// Objectif : utiliser du multithreading pour améliorer la rapidité
#include <stdio.h>
#include <stdlib.h>
#include <string.h>
#include <math.h>

int COLONNES;
int LIGNES;
int DISTANCE;

// taille du fichier. update global variables
int* taille(char* filepath){ 
    FILE* ptr;
	char ch;
	ptr = fopen(filepath, "r");
	if (NULL == ptr) {
		printf("file can't be opened \n");
	}
    int lignes = 0;
    int colonnes = 1;
    int end = 1;
	while (!feof(ptr)) {
        ch = fgetc(ptr);
        if (ch == '\n'){
            lignes ++;
            end = 0;
        }
        else if(ch == ',' && end) {
            colonnes ++;
        }
	}

	LIGNES = lignes;
    COLONNES = colonnes;
    DISTANCE = (int)round(sqrt(COLONNES *COLONNES + LIGNES *LIGNES));
}

//retourne la matrice 
int* read_img(char* filepath){ 
    int* matrice = malloc((COLONNES * LIGNES) * sizeof(int));
    
    FILE* ptr;
	char ch;
	ptr = fopen(filepath, "r");

	if (NULL == ptr) {
		printf("file can't be opened \n");
	}
    int c = 0;
	while (!feof(ptr)) {
        ch = fgetc(ptr);
        if (feof(ptr)){
            fclose(ptr);
            return matrice;
        }
        if (ch == '\n'){
            c++;
        }
        else if(ch == ',') {
            c++;
        }
        else if (ch == ' '){}
        else {
            //printf("%c\n", ch);
            matrice[c] *= 10;

            matrice[c] += (int)ch - 48;
        }
    }
}

void print_matrice(int* mat){
    for (int i = 0; i<LIGNES; i++){
        for (int j = 0; j < COLONNES; j++){
            printf("%d | ", mat[i*COLONNES + j]);
        }
        printf("\n");
    }
}

double rho(int x, int y, double theta){
    return(x * cos(theta) + y * sin(theta));
}

int* espace_hough(int* image, int precision){
    int* mat_hough = malloc(360 * precision * DISTANCE * sizeof(int));
    int v_rho;
    double theta_rad;
    for (int i = 0; i< 360 * DISTANCE * precision; i++){
        mat_hough[i] = 0;
    } 
    for (int y = 0; y < LIGNES; y++){
        for (int x = 0; x < COLONNES; x++){
            if (image[y*COLONNES + x] > 250){
                for (int theta_deg = 0; theta_deg < 360 * precision ;theta_deg ++){
                   theta_rad = theta_deg /(180.0 * precision) * M_PI;
                   v_rho = rho(x, y, theta_rad);
                   if (v_rho > 0){
                        mat_hough[v_rho * 360 * precision + theta_deg] += 1;
                   }
                }
            }
        }
    }
    return(mat_hough);
}


void print_hough(int* mat){
    for (int i = 0; i<360; i++){
        for (int j = 0; j < DISTANCE; j++){
            printf("%d | ", mat[j*360 + i]);
        }
        printf("\n");
    }
}

void save_file(int* mat, int precision){
    FILE *ptr;
    ptr = fopen("./out.txt","w");

    for (int j = 0; j < DISTANCE; j++){
        for (int i = 0; i<360 * precision; i++){
            fprintf(ptr, "%d", mat[j*360 * precision + i]);
            if (i != 360 * precision - 1){
                fprintf(ptr, "%s",",");
            }
        }
        fprintf(ptr, "%s","\n");
    }
    
    fclose(ptr);

}


int main()

§ Consignes de l'exercice
a: Répondez aux questions suivantes à partir de l'extrait :
(i) Quel objectif le commentaire placé en tête de l'extrait annonce-t-il ?
(ii) Dans la fonction espace_hough, à quelle valeur la valeur image[y*COLONNES + x] est-elle comparée ?
(iii) Dans quel fichier la fonction save_file écrit-elle ?
b: Résumez l'extrait en deux phrases.

§ Données fournies
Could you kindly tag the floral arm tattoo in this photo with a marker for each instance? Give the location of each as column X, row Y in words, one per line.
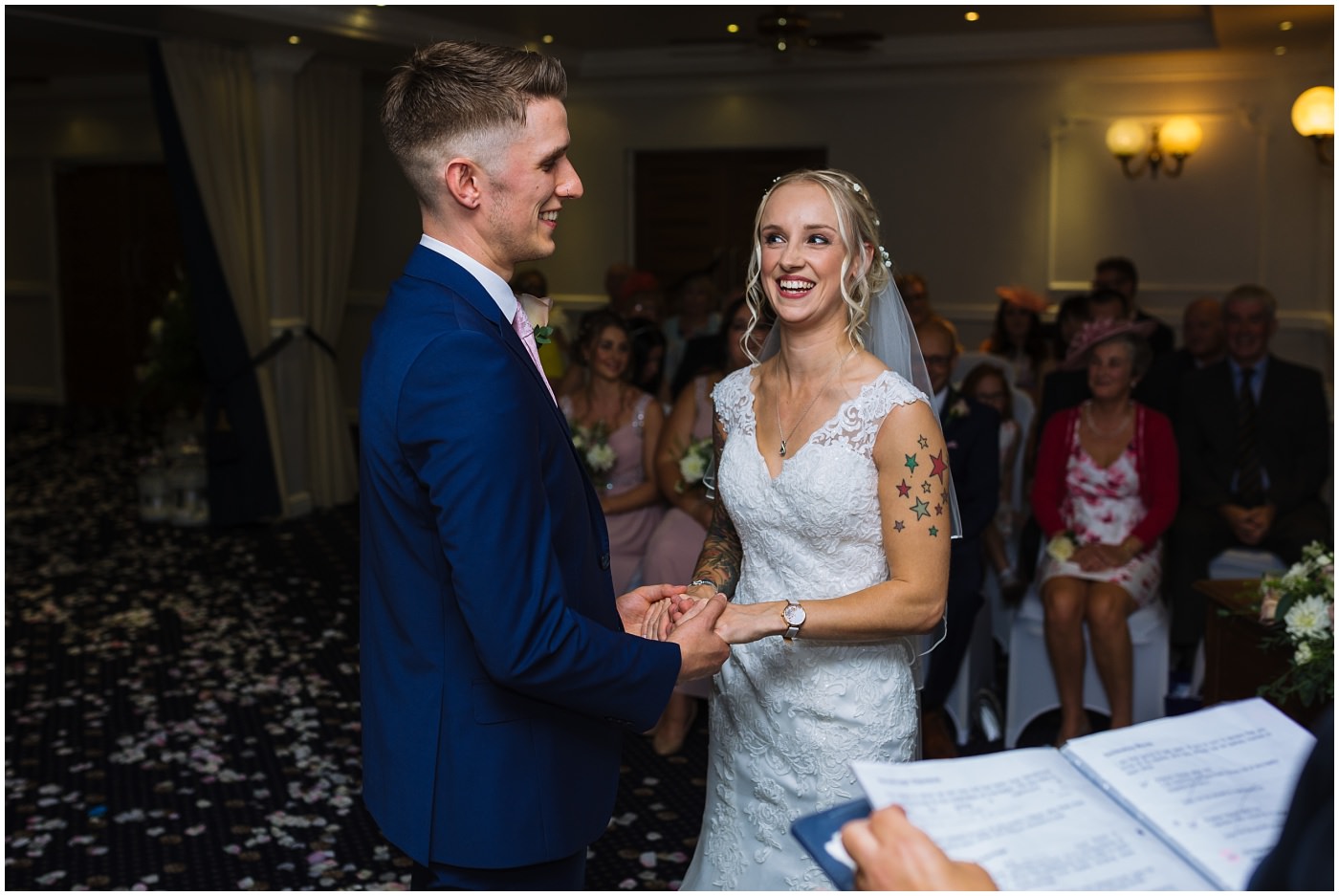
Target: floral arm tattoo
column 722, row 554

§ Corrigé de l'exercice
a:
(i) Utiliser du multithreading pour améliorer la rapidité.
(ii) À 250 : la suite du traitement ne s'applique que si elle est supérieure à 250.
(iii) Dans le fichier « ./out.txt ».

b: L'extrait est un code C, dont le commentaire initial vise à utiliser du multithreading pour améliorer la rapidité, et il définit des fonctions qui calculent la taille d'un fichier en mettant à jour les variables globales LIGNES, COLONNES et DISTANCE, lisent une matrice depuis ce fichier et l'affichent. Il construit ensuite un espace de Hough à partir de l'image au moyen de la fonction rho, puis l'affiche et l'enregistre dans le fichier « ./out.txt ».